◆ WHAT TO WORK ON ◆
- a) Name every kind of work that the book review says Better to Have Gone is or can be taken as.
- b) In the book review, rewrite the paragraph beginning "It is easy to categorise the book" in shorter form and keep its main facts.
- c) From the book review, reproduce the text starting at "It is easy to" and ending at "lead us there.".

It is easy to categorise the book as a work of investigative journalism – Kapur is, after all, primarily interested in the circumstances that made possible such a tragedy in a community bashfully confident and endlessly hopeful in its aim to take humanity to the next stage of evolution. But Better to Have Gone is also more: part-memoir, part-biography, and perhaps, at its most successful, a gesture of love – for his wife, and his home. This mix of authorial ambition shines through most clearly when Kapur works his way through incidents that defy logic; he is less interested in presenting an objective truth, and more in the different versions of the stories that lead us there.
“Who am I to doubt that there are more things in this world than fit within my limited philosophy?” he writes. Several times, he notes his own bias towards more commonly accepted kinds of rationality and his reluctance towards revolutionary change. In allowing himself to be humbled by the scale of Auroville’s aspirations, however, he constructs a world where, despite the creeping sadness of what is about to come, I kept returning to see him attempt to understand what he finds difficult to believe in.

◆ SOURCE INFORMATION ◆

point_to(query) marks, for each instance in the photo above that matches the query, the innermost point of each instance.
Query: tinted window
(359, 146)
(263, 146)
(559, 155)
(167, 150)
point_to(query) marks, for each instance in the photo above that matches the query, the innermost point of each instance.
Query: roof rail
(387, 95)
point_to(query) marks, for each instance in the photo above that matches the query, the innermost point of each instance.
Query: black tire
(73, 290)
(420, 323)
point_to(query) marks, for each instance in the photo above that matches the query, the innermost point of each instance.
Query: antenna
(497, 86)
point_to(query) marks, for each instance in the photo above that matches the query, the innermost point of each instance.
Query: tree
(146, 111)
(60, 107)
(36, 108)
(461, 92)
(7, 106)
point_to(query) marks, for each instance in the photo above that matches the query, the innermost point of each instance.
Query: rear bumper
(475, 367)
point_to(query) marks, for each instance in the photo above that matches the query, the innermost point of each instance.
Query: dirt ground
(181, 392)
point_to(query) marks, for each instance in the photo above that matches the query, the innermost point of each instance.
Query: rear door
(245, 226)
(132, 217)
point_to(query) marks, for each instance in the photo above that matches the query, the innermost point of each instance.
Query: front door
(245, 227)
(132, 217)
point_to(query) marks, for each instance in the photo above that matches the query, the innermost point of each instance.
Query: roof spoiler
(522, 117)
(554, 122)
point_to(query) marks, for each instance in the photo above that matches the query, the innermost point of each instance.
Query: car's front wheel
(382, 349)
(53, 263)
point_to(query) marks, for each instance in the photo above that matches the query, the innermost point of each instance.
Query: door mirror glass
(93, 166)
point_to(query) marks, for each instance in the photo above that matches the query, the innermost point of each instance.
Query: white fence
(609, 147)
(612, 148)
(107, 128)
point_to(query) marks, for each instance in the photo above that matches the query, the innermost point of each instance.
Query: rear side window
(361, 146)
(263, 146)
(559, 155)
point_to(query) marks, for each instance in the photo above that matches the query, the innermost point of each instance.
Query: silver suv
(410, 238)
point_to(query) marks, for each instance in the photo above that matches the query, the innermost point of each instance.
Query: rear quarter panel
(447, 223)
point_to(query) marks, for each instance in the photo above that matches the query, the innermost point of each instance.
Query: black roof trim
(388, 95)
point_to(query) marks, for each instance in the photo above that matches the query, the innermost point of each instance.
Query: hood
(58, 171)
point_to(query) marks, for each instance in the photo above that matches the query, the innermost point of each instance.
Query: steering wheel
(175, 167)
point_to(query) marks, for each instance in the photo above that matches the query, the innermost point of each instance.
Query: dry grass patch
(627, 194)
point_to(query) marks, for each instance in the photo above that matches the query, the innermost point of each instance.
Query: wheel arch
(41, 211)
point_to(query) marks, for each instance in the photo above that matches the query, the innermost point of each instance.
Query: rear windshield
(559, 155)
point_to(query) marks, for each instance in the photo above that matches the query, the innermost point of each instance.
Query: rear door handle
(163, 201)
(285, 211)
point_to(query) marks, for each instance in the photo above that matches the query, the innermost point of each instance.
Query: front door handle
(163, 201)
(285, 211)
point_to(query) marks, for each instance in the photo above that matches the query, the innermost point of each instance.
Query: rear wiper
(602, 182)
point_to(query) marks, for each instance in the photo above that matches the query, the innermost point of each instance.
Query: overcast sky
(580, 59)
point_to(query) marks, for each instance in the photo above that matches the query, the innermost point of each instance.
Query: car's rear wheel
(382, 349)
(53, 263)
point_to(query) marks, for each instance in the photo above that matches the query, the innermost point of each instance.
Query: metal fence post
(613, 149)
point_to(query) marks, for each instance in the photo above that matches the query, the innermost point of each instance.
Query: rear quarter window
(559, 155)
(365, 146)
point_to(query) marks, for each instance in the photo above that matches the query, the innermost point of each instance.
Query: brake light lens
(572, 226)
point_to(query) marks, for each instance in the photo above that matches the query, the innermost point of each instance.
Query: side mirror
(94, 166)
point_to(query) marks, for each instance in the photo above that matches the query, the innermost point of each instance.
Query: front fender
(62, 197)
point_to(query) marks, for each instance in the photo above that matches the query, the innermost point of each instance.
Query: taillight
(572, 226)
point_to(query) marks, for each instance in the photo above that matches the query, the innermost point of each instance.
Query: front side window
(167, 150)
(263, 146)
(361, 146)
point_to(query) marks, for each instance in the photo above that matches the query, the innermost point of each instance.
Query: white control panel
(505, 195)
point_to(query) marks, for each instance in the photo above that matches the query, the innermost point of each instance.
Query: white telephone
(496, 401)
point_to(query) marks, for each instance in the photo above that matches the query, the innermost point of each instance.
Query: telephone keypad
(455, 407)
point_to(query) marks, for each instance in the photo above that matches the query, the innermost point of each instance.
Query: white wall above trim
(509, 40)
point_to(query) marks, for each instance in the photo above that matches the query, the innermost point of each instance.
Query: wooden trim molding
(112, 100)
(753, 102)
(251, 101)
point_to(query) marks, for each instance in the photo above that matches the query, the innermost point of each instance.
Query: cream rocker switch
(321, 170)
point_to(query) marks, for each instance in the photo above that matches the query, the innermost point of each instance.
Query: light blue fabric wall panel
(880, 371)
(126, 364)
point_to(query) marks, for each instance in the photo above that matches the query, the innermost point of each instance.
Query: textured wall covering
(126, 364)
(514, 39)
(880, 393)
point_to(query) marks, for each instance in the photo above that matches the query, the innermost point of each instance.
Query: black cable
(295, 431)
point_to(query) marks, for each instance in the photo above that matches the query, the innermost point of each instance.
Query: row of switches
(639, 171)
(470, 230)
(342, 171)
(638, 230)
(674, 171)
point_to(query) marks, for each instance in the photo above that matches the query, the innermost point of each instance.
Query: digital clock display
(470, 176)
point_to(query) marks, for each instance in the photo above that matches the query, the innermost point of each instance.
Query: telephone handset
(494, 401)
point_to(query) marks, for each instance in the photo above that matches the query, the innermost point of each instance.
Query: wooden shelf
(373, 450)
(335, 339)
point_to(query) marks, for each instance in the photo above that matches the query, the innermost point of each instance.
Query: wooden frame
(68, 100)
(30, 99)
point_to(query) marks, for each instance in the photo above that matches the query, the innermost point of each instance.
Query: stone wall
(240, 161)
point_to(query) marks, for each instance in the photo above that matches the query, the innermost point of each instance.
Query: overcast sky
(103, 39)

◆ ANSWERS BY ITEM NUMBER ◆
- a)
- A work of investigative journalism
- Part-memoir
- Part-biography
- A gesture of love, for his wife and his home

- b) Better to Have Gone reads like investigative journalism, since Kapur mainly examines what made a tragedy possible in Auroville, a hopeful community aiming to advance human evolution. It is also part-memoir, part-biography and a gesture of love for his wife and home. This shows most clearly in incidents that defy logic, where he cares less about an objective truth than about the different versions of the stories that lead to it.

- c)
It is easy to categorise the book as a work of investigative journalism – Kapur is, after all, primarily interested in the circumstances that made possible such a tragedy in a community bashfully confident and endlessly hopeful in its aim to take humanity to the next stage of evolution. But Better to Have Gone is also more: part-memoir, part-biography, and perhaps, at its most successful, a gesture of love – for his wife, and his home. This mix of authorial ambition shines through most clearly when Kapur works his way through incidents that defy logic; he is less interested in presenting an objective truth, and more in the different versions of the stories that lead us there.